***** Extracted records *****

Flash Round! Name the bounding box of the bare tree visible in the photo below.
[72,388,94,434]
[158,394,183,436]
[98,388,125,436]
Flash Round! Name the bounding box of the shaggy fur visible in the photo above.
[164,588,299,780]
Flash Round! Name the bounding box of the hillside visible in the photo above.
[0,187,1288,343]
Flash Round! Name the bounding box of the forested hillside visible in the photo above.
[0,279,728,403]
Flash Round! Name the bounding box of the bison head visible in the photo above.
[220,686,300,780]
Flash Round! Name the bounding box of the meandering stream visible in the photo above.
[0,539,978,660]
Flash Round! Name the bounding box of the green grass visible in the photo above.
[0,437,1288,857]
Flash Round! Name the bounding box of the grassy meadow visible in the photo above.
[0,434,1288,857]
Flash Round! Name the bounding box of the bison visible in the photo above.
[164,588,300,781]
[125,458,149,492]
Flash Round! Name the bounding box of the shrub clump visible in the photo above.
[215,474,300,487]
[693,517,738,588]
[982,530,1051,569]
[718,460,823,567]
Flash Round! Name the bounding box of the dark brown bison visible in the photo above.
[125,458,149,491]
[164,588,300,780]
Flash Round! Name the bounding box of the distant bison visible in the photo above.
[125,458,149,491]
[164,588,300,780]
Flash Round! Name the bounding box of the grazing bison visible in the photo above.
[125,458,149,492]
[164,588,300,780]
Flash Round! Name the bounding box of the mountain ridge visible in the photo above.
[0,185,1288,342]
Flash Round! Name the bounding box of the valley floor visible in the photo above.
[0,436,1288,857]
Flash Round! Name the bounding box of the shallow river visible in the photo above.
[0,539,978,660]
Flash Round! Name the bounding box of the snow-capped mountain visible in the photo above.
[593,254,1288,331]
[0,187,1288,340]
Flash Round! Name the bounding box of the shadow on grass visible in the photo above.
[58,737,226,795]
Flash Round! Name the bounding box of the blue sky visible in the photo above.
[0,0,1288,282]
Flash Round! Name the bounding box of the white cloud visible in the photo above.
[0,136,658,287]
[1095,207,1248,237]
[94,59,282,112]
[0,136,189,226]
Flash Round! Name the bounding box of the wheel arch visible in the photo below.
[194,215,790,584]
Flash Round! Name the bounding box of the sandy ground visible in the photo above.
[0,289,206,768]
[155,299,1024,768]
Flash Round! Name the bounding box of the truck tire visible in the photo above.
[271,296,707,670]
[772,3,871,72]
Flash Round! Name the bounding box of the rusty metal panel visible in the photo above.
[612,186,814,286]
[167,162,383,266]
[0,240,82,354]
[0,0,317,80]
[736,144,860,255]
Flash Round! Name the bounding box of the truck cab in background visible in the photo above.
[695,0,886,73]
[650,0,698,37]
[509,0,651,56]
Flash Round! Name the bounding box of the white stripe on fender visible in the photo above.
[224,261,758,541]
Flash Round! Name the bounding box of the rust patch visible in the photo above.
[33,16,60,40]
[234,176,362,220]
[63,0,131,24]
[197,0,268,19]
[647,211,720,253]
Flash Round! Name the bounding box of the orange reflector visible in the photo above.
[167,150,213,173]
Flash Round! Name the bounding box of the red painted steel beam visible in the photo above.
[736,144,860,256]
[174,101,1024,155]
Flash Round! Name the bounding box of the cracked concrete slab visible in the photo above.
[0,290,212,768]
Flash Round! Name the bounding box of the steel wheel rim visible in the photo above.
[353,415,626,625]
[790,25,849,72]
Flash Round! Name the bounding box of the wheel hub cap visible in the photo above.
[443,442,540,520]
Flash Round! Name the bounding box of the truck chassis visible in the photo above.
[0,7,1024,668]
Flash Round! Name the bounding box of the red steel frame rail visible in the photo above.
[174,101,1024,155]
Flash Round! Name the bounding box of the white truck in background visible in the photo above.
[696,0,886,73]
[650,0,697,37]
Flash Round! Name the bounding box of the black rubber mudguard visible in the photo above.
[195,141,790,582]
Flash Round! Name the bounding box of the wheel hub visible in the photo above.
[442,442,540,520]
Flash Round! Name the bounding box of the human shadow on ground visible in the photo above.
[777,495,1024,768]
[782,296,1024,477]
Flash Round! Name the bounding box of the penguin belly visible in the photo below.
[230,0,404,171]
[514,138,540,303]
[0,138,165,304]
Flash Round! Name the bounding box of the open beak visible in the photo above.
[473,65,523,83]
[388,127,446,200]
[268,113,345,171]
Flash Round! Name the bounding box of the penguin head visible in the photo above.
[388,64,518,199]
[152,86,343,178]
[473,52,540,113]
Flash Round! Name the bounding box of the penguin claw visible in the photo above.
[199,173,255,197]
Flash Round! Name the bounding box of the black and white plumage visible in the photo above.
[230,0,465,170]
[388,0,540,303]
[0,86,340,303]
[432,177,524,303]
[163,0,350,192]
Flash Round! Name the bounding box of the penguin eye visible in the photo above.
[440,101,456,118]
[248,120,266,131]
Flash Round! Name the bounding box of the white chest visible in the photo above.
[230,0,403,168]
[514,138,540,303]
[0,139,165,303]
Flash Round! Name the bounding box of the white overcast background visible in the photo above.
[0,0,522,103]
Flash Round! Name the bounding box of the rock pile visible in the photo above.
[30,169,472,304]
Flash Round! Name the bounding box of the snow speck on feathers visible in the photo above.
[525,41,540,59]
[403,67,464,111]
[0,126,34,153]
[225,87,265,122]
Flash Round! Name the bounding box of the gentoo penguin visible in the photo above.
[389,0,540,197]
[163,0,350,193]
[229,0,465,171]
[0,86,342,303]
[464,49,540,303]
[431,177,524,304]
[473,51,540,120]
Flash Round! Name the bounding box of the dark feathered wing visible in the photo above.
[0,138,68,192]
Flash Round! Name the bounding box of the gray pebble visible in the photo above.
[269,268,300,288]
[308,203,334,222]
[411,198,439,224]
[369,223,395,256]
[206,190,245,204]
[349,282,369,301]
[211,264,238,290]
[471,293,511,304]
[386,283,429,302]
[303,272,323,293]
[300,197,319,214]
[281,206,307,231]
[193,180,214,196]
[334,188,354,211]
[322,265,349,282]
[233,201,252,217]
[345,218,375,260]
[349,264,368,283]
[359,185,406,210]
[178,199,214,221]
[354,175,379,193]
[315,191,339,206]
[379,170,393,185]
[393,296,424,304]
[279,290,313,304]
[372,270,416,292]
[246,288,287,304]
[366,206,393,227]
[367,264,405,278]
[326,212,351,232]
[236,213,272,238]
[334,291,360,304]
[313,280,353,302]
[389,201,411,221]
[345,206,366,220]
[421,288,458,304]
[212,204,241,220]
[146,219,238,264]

*****

#### Problem to solve
Copy out every one of the rows above, word for word and in the same order.

#### Reply to the task
Flash Round! Name the bounding box of the bare tree visible in the photo below.
[72,388,94,434]
[158,394,183,436]
[98,388,125,436]
Flash Round! Name the bounding box of the shaggy fur visible in the photo above.
[164,588,299,780]
Flash Round! Name the bounding box of the hillside visible in the photo above.
[0,187,1288,343]
Flash Round! Name the bounding box of the forested hillside visible in the photo above.
[0,279,728,403]
Flash Round! Name the bounding box of the bison head visible in the photo above.
[220,686,300,780]
Flash Round! Name the bounding box of the meandering stream visible in the photo above.
[0,539,978,660]
Flash Round! Name the bounding box of the green grass visible in the photo above.
[0,437,1288,857]
Flash Round! Name the bounding box of the grassy meadow visible in the photo above.
[0,434,1288,857]
Flash Round! Name the bounding box of the bison visible in the photo above.
[164,588,300,781]
[125,458,149,492]
Flash Round! Name the bounding box of the shrub clump visible in the photo above.
[215,474,300,487]
[693,517,738,588]
[982,530,1051,569]
[718,460,823,567]
Flash Round! Name the bounding box of the dark brown bison visible in the photo above.
[125,458,149,491]
[164,588,300,780]
Flash Round! Name the bounding box of the distant bison visible in the photo above.
[125,458,149,491]
[164,588,300,780]
Flash Round! Name the bounding box of the grazing bison visible in the photo above.
[125,458,149,492]
[164,588,300,780]
Flash Round! Name the bounding box of the mountain ridge visible in the photo above.
[0,185,1288,342]
Flash Round! Name the bounding box of the valley floor visible in the photo above.
[0,436,1288,857]
Flash Round! Name the bounding box of the shallow river visible in the photo above.
[0,539,978,660]
Flash Round! Name the bounding box of the snow-capped mountain visible in the photo above.
[593,254,1288,331]
[0,187,1288,340]
Flash Round! Name the bounding box of the shadow on grass visible in the photo above.
[58,737,226,795]
Flash Round! Name the bounding box of the blue sky visible in the photo above.
[0,0,1288,282]
Flash Round! Name the bounding box of the white cloud visible in the photo above.
[0,136,658,287]
[1095,207,1248,237]
[94,59,282,112]
[0,136,189,226]
Flash Round! Name the bounding box of the wheel arch visible in the photo below.
[194,215,790,584]
Flash Round! Name the bounding box of the sandy ground visible in the photo above.
[0,289,206,768]
[155,299,1024,768]
Flash Round! Name the bounding box of the truck tire visible in the photo above.
[271,296,707,670]
[772,3,871,72]
Flash Round! Name the bounding box of the rusty metal panel visible in the photo above.
[612,186,814,286]
[167,162,383,266]
[0,240,82,354]
[0,0,317,80]
[736,144,860,255]
Flash Round! Name the bounding box of the truck cab in background visible in the photo above.
[695,0,886,73]
[650,0,698,37]
[509,0,651,56]
Flash Round! Name the bounding box of the white stripe on fender visible in the photo above.
[224,261,758,541]
Flash Round! Name the bounding box of the rust patch visible in the photo above.
[33,16,60,40]
[234,176,362,220]
[63,0,131,24]
[197,0,268,19]
[647,211,720,253]
Flash Round! Name the bounding box of the orange reflector visible in the photo above.
[167,150,213,173]
Flash Round! Name the bounding box of the red painted steel beam visible in the photo above.
[736,144,860,256]
[174,101,1024,155]
Flash Round! Name the bounding box of the cracked concrete slab visible in the photo above.
[0,290,212,768]
Flash Round! Name the bounding box of the steel wheel rim visible in the photo above.
[353,415,626,625]
[790,25,849,72]
Flash Round! Name the bounding box of the wheel hub cap visible in the photo above.
[443,442,540,520]
Flash Round! Name the bounding box of the truck chassis visible in the photo above.
[0,7,1024,668]
Flash Round! Name the bounding box of the red steel frame rail visible in the photo above.
[174,101,1024,155]
Flash Round! Name the bounding box of the white truck in background visible in the photo above.
[696,0,886,73]
[650,0,697,37]
Flash Round! Name the bounding box of the black rubber mudguard visible in the photo above.
[195,141,790,582]
Flash Round! Name the bounding box of the wheel hub visible in the photo above.
[442,442,540,520]
Flash Round! Name the bounding box of the human shadow on ground visible in the photo above.
[777,495,1024,768]
[782,296,1024,477]
Flash Round! Name the bounding box of the penguin belly visible in the photo below.
[230,0,404,171]
[514,138,540,303]
[0,138,165,304]
Flash Round! Name the bounding box of the open beak visible in the photo above.
[473,65,523,83]
[388,127,446,200]
[268,113,345,171]
Flash Round! Name the bounding box of the penguin head visible in the photo above.
[388,64,518,199]
[152,86,343,178]
[473,52,540,113]
Flash Round! Name the bounding box of the penguin claw visible in the photo above.
[199,173,255,197]
Flash Round! Name the bounding box of the black and white plumage visible in the photo above.
[230,0,465,170]
[388,0,540,303]
[0,86,340,303]
[432,177,524,303]
[163,0,350,192]
Flash Round! Name the bounding box of the penguin eye visible in the photo above.
[440,101,456,118]
[248,120,266,131]
Flash Round! Name the bounding box of the white chest visible in the photo above.
[230,0,403,168]
[514,138,540,303]
[0,139,165,303]
Flash Round! Name the bounding box of the white overcast background visible in the photo above.
[0,0,522,103]
Flash Round! Name the bounding box of the rock pile visible in the photo above.
[30,169,472,304]
Flash Round! Name the bounding box of the snow speck on feathers visible in the photo above.
[525,41,540,59]
[403,67,464,111]
[0,126,34,153]
[225,87,265,122]
Flash Round! Name the bounding box of the gentoo penguin visible in the photo above.
[389,0,540,197]
[163,0,350,193]
[229,0,465,171]
[0,86,342,303]
[464,49,540,303]
[431,177,524,304]
[473,51,540,120]
Flash Round! Name the bounding box of the dark feathered wing visible in the photo above.
[0,138,68,192]
Flash Round! Name the bounding box of the gray pebble visible in the photo above.
[269,268,300,288]
[308,203,334,222]
[411,198,439,224]
[369,223,395,256]
[206,190,245,204]
[349,282,369,301]
[211,264,238,290]
[471,293,511,304]
[386,283,429,302]
[303,272,323,293]
[300,197,319,214]
[281,206,307,231]
[193,180,214,196]
[334,188,354,211]
[322,265,349,282]
[233,201,252,217]
[345,218,375,260]
[349,264,368,283]
[359,185,406,210]
[178,199,214,221]
[354,175,379,193]
[315,191,339,206]
[379,170,393,185]
[393,296,424,304]
[279,290,313,304]
[372,270,416,292]
[246,288,287,304]
[366,206,393,227]
[367,264,405,278]
[326,212,351,232]
[236,213,272,238]
[334,291,360,304]
[313,280,353,302]
[389,201,411,221]
[345,206,366,220]
[421,288,458,304]
[212,204,241,220]
[146,219,238,264]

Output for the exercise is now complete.